— Material to process —

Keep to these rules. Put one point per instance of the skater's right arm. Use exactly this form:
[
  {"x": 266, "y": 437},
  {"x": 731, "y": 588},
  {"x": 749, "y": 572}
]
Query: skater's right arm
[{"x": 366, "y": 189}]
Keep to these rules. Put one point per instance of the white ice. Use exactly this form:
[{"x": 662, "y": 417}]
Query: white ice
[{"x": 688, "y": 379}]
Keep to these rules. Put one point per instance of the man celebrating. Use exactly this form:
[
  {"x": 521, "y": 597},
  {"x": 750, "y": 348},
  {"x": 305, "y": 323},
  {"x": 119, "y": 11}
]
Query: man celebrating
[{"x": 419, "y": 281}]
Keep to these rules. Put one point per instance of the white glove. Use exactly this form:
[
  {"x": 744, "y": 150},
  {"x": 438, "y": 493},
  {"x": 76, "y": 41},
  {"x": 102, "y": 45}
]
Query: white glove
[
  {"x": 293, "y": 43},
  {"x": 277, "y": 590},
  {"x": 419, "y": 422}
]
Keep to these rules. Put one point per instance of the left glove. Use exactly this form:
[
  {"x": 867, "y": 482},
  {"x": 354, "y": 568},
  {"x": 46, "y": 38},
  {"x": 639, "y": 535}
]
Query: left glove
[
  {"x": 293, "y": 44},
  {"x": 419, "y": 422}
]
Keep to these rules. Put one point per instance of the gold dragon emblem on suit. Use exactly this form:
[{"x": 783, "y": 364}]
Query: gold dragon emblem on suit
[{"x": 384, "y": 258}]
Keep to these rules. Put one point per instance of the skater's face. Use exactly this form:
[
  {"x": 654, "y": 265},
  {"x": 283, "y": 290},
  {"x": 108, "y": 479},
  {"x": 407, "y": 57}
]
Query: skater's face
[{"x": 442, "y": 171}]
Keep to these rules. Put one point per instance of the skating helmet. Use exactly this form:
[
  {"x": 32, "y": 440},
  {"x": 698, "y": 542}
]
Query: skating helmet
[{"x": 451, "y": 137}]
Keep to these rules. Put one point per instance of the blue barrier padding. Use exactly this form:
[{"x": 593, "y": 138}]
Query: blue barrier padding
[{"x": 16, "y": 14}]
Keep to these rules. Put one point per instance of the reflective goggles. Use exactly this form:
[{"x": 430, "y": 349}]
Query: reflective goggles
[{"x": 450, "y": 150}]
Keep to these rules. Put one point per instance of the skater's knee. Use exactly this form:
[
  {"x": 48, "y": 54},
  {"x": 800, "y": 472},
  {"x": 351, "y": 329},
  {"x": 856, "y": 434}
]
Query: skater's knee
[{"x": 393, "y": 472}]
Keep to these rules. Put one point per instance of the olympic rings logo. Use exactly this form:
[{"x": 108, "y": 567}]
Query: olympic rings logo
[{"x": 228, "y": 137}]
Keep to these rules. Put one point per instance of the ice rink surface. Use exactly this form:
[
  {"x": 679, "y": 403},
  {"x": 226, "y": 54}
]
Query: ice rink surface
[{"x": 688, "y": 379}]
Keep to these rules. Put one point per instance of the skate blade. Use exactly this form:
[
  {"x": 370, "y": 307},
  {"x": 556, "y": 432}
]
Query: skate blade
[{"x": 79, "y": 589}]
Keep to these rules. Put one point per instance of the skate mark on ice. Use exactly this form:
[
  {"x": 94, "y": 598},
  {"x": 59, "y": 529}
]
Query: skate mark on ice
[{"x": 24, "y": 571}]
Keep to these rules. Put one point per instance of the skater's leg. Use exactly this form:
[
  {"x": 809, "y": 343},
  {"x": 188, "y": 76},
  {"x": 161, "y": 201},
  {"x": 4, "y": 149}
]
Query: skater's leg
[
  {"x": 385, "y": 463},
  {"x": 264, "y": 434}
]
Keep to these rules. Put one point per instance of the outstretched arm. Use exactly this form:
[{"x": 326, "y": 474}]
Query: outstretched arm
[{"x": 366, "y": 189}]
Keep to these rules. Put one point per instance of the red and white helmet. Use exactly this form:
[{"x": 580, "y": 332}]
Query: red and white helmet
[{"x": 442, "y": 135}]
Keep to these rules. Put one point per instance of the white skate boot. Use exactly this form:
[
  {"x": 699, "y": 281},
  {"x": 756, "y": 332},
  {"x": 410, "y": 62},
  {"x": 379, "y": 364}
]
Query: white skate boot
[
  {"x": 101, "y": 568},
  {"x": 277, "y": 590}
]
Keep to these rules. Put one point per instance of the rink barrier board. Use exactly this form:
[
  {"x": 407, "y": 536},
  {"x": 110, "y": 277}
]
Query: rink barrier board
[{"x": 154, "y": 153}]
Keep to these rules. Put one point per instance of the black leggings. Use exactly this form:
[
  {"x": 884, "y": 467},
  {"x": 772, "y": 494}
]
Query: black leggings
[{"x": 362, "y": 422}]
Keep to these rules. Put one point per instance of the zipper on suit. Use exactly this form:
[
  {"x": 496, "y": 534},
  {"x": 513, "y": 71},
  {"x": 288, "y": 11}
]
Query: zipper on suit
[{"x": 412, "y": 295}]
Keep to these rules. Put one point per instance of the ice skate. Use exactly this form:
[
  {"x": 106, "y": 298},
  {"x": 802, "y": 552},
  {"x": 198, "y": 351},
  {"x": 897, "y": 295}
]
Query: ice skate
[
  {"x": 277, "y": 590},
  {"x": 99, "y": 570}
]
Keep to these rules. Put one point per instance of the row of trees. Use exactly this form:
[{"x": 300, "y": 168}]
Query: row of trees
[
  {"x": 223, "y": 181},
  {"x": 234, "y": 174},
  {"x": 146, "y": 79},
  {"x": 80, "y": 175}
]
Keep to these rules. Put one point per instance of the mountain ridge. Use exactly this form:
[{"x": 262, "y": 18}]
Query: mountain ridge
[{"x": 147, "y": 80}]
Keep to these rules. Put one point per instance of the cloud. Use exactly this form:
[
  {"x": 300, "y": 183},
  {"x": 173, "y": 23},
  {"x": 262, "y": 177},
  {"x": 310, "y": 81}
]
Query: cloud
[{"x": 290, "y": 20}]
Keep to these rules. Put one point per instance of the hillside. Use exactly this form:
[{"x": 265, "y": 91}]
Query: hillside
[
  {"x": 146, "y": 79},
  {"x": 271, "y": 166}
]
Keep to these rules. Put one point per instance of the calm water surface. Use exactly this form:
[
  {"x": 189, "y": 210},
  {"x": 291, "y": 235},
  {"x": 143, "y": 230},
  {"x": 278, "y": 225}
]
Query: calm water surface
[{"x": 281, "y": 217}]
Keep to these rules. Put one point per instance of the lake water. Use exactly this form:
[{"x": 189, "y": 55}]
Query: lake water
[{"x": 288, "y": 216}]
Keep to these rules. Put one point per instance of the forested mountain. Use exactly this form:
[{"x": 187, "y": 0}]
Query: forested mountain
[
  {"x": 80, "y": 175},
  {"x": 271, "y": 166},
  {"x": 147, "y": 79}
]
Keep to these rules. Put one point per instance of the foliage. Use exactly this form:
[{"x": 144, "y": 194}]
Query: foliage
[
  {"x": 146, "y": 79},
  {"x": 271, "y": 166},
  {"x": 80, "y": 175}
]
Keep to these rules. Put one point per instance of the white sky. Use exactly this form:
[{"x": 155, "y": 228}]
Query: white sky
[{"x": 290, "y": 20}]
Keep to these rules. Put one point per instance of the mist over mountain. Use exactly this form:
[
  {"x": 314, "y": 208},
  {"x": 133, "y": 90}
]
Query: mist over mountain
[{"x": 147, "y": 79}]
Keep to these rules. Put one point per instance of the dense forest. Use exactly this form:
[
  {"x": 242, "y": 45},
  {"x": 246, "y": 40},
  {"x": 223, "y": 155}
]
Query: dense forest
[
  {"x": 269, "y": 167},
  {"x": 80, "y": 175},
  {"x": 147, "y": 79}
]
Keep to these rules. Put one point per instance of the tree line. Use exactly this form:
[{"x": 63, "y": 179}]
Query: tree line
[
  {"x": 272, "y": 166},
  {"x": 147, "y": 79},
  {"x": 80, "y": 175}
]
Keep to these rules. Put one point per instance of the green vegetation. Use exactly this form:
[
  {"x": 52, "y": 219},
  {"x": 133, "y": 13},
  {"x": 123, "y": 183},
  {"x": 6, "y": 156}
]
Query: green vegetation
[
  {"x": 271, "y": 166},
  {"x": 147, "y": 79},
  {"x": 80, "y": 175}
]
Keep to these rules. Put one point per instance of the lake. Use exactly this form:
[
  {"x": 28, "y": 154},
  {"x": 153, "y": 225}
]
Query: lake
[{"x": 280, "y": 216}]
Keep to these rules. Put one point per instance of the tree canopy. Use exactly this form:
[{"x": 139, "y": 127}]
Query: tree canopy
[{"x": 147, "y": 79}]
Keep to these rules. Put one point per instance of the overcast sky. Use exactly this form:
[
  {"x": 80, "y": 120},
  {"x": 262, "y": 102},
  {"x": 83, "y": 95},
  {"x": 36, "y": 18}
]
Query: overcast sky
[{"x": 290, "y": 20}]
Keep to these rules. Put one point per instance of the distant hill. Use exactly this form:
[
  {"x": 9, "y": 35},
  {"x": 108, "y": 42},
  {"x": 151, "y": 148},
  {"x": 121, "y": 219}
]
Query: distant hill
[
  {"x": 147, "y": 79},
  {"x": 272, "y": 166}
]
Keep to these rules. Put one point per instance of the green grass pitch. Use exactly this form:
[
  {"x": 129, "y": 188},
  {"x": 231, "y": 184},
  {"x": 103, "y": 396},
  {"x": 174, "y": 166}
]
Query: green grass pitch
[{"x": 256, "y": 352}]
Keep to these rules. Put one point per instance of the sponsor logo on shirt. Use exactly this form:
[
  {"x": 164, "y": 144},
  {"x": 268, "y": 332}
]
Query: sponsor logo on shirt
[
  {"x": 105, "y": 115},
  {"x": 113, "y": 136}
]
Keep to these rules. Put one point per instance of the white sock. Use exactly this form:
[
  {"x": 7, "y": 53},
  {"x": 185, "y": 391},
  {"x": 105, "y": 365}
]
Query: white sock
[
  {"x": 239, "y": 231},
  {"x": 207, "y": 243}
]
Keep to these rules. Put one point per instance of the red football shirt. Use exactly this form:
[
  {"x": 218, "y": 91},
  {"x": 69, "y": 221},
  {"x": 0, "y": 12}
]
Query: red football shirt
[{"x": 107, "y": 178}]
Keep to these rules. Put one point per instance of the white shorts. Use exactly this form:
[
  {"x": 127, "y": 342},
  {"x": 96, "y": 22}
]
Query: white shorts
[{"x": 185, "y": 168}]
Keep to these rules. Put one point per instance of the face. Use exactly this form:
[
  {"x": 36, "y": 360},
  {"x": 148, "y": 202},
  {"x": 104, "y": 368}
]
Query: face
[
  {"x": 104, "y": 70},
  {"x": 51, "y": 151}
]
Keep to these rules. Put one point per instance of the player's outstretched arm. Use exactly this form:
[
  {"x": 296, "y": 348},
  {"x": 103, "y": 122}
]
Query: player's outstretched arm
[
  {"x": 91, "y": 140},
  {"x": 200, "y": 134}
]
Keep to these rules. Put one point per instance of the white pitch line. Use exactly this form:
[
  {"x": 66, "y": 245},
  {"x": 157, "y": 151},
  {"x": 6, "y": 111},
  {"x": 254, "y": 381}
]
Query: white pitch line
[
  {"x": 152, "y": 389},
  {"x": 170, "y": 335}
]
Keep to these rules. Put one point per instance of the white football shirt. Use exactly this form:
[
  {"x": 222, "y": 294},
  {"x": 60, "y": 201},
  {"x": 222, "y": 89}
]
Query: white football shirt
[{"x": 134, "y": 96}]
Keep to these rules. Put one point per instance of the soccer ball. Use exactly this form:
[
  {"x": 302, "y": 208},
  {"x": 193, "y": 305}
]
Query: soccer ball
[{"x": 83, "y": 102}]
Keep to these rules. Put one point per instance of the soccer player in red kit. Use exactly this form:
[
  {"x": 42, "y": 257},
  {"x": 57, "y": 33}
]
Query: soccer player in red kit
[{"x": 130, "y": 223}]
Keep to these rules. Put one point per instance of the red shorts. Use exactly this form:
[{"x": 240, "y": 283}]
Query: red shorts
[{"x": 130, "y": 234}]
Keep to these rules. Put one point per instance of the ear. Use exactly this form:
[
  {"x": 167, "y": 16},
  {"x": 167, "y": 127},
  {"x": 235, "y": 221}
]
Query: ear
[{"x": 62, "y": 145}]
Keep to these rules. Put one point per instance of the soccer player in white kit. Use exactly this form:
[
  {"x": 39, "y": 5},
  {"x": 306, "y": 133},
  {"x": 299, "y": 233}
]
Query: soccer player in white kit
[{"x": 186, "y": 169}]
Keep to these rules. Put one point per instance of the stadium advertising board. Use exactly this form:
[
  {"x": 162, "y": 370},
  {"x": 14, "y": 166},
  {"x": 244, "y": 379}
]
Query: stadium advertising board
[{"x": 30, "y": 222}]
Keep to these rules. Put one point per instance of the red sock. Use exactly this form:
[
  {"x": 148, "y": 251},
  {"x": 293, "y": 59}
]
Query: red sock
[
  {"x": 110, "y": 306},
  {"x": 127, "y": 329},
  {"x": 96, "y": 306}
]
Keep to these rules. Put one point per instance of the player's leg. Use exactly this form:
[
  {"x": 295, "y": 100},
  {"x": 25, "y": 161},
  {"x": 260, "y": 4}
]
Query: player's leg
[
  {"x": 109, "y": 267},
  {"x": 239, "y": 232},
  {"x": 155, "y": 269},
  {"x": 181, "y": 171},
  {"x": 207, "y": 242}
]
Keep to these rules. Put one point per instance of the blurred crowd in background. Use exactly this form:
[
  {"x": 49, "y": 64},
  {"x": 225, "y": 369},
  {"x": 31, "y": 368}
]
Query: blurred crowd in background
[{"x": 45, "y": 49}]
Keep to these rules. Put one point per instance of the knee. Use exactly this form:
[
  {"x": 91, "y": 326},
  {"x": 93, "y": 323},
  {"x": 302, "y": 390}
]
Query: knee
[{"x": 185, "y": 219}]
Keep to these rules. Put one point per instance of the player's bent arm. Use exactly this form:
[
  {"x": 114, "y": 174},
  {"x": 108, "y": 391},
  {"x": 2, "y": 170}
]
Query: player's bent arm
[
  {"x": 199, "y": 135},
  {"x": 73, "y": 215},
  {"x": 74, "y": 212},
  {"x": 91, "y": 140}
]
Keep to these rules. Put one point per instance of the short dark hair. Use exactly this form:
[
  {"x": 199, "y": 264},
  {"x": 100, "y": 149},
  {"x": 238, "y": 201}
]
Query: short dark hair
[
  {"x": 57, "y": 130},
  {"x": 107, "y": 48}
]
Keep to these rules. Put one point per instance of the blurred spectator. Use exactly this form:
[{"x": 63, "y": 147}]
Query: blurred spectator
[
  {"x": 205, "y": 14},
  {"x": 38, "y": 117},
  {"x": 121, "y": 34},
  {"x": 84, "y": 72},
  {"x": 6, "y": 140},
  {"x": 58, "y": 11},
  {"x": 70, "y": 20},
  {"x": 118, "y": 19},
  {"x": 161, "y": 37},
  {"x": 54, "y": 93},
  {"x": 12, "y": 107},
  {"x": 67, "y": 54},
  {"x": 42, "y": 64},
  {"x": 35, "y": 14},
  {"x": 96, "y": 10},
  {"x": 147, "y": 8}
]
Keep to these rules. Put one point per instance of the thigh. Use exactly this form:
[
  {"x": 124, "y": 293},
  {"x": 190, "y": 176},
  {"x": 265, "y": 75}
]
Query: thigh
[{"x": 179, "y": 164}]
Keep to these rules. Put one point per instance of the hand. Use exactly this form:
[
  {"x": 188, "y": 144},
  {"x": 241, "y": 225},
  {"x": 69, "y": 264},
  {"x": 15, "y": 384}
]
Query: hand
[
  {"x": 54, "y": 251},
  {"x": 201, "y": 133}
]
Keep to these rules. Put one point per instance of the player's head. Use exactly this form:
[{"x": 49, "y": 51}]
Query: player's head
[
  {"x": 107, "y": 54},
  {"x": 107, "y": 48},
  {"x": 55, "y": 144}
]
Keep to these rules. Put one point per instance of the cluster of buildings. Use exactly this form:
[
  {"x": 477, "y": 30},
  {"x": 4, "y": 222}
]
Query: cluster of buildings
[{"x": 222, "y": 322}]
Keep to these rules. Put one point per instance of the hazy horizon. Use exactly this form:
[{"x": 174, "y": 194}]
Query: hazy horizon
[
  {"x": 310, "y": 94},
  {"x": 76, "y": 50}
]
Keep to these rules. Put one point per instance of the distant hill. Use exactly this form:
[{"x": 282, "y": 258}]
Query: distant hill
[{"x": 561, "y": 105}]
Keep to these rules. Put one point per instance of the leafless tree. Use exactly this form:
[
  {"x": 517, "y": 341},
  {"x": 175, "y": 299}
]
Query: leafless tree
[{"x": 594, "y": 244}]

— Written problem —
In the records from the line containing "of the hand." through the end of the records, inclusive, switch "Keep to these rules" to "Follow these rules" and leave everything else unchanged. Give back only those lines.

— Task answer —
Follow these rules. Put one point per instance of the hand. Use exactly this form:
[
  {"x": 188, "y": 144},
  {"x": 241, "y": 225},
  {"x": 69, "y": 264},
  {"x": 15, "y": 384}
]
Query: hand
[
  {"x": 54, "y": 251},
  {"x": 201, "y": 133}
]
Follow these rules. Put one point per instance of the player's head. Use exactly this form:
[{"x": 49, "y": 51}]
Query: player's head
[
  {"x": 107, "y": 54},
  {"x": 107, "y": 48},
  {"x": 55, "y": 144}
]
Follow these rules. Put one point per instance of the cluster of buildings. Use exactly this form:
[
  {"x": 477, "y": 30},
  {"x": 4, "y": 222}
]
Query: cluster of buildings
[{"x": 222, "y": 322}]
Follow these rules. Put one point per instance of the hazy horizon. Use exactly this form:
[{"x": 174, "y": 194}]
Query: hazy horizon
[
  {"x": 310, "y": 94},
  {"x": 76, "y": 50}
]
Follow these rules. Put one point per instance of the distant hill. Use exactly this form:
[{"x": 282, "y": 258}]
Query: distant hill
[{"x": 561, "y": 105}]
Follow these rules. Put one point per instance of the leafless tree. Use exactly this form:
[
  {"x": 517, "y": 341},
  {"x": 175, "y": 299}
]
Query: leafless tree
[{"x": 594, "y": 244}]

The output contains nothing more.